> **WORK TO COMPLETE**: Report every line of the records beneath this task that holds the string "prompts".

> **Stored data**:
============================================================

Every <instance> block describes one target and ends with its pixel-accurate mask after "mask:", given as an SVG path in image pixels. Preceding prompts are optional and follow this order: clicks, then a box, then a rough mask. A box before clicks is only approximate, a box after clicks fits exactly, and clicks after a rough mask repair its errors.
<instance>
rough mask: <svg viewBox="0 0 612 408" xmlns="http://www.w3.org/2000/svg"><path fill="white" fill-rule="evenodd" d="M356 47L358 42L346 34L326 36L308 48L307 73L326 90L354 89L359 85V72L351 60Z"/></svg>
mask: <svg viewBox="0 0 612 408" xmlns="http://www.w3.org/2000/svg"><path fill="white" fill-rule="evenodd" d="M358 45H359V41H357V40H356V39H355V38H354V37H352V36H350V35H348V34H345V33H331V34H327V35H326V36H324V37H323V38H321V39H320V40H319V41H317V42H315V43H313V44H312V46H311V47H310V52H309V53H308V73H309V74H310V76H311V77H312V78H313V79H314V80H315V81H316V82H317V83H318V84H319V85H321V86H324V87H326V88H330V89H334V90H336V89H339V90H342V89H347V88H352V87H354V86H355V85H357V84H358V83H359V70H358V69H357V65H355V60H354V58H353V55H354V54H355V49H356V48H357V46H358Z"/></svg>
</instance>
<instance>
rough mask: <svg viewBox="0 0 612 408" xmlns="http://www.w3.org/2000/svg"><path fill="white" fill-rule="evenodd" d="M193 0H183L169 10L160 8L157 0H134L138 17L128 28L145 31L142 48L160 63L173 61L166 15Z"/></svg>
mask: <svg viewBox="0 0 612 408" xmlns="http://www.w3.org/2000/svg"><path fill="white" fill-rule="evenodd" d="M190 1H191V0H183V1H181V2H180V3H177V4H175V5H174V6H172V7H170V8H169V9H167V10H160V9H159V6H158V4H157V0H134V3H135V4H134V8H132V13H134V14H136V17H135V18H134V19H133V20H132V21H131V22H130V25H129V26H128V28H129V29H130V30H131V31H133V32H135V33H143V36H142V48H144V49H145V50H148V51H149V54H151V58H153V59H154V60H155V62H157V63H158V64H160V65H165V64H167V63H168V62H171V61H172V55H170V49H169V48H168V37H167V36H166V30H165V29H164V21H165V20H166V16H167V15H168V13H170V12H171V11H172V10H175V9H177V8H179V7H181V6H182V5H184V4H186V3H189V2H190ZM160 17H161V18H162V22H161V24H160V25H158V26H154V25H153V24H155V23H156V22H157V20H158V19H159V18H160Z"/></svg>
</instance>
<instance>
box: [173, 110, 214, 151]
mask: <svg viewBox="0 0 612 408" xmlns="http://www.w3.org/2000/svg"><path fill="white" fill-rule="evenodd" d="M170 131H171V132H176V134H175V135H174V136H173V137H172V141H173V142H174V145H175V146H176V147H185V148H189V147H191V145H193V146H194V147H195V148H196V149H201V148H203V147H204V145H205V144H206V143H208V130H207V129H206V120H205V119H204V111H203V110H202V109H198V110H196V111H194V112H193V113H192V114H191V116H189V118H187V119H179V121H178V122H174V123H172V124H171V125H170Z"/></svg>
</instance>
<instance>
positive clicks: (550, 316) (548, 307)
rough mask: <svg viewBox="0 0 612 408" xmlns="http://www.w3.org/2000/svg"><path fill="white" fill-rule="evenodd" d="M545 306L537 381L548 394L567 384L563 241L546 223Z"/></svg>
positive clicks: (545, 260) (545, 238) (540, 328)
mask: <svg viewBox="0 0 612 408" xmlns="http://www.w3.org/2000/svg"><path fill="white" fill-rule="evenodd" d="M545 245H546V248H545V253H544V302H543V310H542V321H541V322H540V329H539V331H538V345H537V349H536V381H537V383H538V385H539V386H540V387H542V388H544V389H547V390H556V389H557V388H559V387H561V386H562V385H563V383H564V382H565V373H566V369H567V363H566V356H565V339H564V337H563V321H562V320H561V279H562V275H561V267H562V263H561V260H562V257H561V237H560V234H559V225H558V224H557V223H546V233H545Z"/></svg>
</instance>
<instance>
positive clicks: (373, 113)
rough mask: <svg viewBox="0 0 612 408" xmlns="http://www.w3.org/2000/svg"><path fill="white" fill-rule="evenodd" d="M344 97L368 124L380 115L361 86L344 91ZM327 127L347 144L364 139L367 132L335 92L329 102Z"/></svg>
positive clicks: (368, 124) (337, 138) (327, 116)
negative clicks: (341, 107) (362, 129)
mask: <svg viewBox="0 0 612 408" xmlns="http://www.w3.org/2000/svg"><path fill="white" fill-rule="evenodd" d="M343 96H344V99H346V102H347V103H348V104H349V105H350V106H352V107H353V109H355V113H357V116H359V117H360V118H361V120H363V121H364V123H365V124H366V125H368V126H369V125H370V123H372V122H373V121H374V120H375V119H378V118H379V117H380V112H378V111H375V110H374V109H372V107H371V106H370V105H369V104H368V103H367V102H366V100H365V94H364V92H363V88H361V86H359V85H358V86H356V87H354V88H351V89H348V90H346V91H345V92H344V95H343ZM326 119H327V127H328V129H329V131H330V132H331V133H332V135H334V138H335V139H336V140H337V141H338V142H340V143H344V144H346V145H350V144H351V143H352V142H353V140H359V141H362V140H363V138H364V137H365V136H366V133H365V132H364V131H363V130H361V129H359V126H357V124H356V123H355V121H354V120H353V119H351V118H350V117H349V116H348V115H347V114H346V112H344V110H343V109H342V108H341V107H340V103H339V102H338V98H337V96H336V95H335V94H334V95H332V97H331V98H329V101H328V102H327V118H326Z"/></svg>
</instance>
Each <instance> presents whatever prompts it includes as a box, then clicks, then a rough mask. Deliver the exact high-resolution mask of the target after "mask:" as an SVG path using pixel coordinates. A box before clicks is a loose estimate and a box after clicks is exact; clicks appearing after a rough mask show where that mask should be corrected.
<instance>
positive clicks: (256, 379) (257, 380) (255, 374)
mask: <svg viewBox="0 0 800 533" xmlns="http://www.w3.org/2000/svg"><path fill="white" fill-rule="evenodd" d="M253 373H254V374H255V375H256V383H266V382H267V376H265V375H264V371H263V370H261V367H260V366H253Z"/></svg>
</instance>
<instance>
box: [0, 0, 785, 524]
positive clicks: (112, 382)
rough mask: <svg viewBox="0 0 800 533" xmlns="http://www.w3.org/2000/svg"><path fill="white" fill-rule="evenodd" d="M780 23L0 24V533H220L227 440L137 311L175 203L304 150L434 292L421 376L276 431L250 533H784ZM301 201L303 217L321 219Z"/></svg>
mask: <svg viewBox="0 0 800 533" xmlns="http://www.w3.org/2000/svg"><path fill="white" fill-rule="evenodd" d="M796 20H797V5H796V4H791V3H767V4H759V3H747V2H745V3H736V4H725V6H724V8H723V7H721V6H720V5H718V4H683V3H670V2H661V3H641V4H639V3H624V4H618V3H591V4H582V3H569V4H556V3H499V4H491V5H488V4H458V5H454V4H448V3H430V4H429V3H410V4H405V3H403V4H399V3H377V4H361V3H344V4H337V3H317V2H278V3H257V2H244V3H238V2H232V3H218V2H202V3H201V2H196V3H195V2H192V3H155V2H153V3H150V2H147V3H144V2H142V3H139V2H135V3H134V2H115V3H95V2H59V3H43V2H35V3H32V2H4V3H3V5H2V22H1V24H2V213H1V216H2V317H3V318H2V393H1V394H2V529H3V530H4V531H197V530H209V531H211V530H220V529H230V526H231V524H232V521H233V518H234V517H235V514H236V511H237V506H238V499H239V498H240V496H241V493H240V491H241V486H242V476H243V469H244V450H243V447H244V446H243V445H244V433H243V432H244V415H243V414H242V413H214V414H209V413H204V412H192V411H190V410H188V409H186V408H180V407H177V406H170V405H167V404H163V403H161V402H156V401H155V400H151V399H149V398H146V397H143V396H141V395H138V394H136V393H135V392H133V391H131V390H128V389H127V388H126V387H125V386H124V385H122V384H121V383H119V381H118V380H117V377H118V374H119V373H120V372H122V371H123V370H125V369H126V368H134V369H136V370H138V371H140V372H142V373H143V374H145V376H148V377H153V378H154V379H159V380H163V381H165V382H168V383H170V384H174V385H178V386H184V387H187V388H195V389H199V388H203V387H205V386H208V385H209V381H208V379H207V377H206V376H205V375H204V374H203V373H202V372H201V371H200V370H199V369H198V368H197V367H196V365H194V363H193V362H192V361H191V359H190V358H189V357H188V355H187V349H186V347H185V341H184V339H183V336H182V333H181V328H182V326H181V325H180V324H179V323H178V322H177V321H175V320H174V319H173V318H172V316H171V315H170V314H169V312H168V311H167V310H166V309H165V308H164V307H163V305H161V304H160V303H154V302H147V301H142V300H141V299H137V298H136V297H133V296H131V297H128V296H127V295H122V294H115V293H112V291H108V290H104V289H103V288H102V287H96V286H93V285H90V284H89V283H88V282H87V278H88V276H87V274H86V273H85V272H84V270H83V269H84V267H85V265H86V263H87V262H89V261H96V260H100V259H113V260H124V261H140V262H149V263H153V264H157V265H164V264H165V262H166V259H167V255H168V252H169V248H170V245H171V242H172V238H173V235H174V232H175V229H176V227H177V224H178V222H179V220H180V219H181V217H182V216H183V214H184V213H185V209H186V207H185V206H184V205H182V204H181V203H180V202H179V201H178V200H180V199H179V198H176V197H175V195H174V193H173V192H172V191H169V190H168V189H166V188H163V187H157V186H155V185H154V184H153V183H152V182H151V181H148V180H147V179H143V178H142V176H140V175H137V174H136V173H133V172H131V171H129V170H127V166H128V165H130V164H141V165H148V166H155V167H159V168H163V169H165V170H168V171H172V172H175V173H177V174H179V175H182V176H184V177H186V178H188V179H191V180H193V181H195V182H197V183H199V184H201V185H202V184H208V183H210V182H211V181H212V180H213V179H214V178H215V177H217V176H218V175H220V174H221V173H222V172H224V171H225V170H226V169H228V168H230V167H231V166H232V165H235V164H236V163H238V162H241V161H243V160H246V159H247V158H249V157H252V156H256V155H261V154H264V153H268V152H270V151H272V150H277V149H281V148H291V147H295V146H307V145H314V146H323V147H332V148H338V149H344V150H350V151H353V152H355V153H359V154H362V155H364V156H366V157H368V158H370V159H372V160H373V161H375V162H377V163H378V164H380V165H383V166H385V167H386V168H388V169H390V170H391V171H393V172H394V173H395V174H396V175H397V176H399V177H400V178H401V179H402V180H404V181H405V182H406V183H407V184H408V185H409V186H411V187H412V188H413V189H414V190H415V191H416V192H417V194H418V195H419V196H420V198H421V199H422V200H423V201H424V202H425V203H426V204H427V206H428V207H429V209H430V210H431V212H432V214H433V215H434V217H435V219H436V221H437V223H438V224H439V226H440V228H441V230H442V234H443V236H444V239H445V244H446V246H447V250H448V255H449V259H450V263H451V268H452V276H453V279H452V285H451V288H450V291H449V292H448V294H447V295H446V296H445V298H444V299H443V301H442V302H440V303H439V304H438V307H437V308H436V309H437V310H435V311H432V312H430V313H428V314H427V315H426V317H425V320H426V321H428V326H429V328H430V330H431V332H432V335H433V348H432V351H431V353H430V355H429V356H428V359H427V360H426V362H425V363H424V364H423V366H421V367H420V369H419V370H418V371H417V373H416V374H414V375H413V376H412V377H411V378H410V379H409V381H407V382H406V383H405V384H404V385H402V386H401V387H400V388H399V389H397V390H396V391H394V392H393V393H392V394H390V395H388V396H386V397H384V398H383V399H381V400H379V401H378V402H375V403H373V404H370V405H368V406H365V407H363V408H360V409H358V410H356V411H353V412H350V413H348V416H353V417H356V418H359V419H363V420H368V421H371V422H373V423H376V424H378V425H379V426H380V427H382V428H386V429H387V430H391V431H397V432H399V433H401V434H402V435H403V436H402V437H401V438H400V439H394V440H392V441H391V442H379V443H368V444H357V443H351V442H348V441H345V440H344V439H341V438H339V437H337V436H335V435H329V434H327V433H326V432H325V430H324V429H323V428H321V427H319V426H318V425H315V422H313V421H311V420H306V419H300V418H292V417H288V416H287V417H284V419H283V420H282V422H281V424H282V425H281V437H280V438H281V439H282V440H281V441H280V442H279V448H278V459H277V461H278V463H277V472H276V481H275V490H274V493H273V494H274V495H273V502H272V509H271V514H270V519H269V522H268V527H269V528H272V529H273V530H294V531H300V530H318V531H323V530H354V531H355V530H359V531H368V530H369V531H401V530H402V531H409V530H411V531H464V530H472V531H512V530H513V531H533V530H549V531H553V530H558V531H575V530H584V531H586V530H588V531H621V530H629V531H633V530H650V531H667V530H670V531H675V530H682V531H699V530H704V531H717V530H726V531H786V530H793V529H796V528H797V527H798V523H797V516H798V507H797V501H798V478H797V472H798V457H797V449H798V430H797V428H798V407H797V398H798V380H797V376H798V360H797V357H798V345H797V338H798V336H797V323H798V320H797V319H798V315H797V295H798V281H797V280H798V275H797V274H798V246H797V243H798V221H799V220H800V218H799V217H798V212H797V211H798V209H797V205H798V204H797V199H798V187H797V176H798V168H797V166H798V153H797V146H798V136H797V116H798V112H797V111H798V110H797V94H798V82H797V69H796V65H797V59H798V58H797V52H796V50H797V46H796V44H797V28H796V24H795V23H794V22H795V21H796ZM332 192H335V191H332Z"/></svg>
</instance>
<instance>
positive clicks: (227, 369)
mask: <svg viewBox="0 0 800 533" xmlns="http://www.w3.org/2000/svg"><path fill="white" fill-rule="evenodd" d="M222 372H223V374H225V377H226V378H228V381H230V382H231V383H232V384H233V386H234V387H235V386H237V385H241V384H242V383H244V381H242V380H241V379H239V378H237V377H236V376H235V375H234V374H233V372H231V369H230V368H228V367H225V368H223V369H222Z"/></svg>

============================================================

> **PROBLEM SOLUTION**:
Every <instance> block describes one target and ends with its pixel-accurate mask after "mask:", given as an SVG path in image pixels. Preceding prompts are optional and follow this order: clicks, then a box, then a rough mask. A box before clicks is only approximate, a box after clicks fits exactly, and clicks after a rough mask repair its errors.
Each <instance> presents whatever prompts it includes as a box, then clicks, then a rough mask. Deliver the exact high-resolution mask of the target after "mask:" as an SVG path using pixel coordinates. A box before clicks is a loose estimate and a box after clicks is exact; clicks appearing after a rough mask show where that mask should be corrected.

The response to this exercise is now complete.